▶ [Exercise brief]
Locate every line in the rows below that contains the string "lower", and copy each of those lines.

[Stored entries]
* * *

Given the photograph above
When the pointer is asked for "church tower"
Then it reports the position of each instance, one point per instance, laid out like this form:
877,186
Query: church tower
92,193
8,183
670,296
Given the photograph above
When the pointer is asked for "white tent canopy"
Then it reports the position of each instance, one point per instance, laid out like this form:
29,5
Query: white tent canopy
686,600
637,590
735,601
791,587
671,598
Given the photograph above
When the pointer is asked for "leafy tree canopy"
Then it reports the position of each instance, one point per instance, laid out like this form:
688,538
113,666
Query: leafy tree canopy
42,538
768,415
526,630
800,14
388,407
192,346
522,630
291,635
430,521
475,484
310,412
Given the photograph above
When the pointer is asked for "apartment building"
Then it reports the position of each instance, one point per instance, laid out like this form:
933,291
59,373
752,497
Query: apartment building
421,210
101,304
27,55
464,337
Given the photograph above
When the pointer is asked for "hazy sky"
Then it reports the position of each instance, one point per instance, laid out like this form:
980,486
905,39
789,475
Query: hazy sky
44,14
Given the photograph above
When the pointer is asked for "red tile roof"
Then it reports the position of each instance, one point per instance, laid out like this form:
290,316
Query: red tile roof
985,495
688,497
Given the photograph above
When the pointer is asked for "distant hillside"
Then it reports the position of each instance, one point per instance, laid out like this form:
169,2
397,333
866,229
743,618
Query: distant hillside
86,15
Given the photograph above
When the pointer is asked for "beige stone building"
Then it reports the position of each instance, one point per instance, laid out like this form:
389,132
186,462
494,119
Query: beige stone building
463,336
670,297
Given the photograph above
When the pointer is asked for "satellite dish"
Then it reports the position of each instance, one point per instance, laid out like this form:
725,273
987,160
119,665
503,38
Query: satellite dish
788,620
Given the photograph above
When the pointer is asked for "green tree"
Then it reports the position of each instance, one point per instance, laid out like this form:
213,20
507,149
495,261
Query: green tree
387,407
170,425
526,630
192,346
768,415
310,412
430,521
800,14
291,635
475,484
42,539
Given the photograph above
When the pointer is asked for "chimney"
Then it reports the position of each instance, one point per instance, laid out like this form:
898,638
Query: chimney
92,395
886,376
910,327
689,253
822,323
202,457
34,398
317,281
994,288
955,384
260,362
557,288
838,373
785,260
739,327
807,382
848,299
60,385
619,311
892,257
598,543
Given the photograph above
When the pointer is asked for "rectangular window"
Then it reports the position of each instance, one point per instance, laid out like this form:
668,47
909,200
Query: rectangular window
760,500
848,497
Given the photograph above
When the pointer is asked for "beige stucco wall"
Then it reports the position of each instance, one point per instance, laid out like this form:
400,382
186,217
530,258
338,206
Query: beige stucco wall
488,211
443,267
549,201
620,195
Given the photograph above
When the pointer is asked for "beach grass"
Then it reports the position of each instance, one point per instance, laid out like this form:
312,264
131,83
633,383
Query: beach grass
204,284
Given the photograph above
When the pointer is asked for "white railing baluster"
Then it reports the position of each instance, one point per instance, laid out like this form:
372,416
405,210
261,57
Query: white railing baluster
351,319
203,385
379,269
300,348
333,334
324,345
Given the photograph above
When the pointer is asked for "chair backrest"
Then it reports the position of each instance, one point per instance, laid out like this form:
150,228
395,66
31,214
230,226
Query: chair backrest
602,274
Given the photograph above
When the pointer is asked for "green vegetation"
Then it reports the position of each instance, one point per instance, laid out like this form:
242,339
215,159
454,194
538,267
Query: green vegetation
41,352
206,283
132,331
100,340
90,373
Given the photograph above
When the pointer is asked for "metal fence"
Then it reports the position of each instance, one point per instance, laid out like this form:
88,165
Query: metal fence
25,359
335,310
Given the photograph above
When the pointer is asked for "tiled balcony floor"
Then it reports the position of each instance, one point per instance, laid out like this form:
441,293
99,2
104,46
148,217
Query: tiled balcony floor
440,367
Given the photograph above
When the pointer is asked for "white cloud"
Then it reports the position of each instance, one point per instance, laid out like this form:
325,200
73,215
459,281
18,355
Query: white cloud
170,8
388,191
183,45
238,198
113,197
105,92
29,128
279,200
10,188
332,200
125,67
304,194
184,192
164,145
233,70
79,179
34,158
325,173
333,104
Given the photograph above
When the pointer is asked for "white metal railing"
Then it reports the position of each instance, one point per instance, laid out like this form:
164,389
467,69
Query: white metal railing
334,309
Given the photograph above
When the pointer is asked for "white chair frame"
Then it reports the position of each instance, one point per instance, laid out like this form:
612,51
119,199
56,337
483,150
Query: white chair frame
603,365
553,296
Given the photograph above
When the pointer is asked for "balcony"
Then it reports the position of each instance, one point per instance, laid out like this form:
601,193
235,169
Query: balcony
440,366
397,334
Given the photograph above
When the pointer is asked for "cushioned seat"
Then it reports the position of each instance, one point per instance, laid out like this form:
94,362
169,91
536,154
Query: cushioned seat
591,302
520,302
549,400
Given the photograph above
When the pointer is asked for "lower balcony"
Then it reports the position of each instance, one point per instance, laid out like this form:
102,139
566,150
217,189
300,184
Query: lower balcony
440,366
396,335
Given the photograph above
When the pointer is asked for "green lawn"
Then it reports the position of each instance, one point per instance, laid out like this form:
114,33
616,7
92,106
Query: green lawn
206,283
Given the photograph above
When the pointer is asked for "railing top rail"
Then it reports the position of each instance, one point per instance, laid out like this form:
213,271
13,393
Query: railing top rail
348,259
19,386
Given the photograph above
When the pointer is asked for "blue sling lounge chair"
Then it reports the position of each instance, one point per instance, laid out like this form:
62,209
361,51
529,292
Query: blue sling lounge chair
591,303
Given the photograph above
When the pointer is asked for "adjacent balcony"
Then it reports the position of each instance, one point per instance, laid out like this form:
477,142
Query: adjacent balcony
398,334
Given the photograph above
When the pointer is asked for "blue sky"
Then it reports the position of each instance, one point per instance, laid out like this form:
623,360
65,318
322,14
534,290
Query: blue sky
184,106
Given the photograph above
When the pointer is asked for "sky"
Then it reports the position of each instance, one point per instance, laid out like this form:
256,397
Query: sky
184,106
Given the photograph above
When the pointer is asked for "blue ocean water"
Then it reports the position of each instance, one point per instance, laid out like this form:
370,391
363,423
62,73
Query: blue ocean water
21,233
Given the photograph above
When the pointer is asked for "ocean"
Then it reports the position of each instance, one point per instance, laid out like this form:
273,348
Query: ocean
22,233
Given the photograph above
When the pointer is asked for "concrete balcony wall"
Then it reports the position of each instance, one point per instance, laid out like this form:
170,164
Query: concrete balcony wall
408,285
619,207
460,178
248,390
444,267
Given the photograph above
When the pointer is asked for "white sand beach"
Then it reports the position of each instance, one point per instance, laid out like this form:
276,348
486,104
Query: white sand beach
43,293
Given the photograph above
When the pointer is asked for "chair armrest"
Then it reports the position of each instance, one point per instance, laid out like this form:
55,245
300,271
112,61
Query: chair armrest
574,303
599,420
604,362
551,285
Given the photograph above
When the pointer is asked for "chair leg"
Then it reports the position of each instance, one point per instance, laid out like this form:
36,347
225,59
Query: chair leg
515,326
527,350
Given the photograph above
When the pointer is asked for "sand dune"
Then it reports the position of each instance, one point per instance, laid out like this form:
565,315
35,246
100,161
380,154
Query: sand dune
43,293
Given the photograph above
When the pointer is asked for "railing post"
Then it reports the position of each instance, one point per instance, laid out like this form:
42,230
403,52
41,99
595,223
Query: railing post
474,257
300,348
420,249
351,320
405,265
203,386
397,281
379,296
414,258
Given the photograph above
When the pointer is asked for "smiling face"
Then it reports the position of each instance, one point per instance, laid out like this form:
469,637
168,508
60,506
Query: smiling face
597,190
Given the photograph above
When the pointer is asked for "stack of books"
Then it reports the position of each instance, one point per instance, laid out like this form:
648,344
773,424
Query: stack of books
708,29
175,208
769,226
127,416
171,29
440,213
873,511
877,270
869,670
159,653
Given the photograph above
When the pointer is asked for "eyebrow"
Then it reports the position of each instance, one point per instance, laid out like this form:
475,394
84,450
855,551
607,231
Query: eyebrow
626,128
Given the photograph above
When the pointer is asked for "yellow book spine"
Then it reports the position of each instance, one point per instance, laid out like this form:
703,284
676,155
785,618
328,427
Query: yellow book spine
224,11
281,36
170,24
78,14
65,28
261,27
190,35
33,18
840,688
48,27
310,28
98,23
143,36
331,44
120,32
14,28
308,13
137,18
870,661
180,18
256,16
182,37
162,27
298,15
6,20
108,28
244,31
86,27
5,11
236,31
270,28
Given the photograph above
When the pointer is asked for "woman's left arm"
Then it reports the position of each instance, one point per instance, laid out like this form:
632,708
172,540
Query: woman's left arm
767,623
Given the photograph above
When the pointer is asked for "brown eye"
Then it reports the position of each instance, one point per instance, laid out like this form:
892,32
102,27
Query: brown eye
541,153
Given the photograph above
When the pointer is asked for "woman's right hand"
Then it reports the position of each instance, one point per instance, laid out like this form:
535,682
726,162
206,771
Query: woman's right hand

* * *

▶ [Written response]
When the pointer is asked for "lower balcony"
Query: lower balcony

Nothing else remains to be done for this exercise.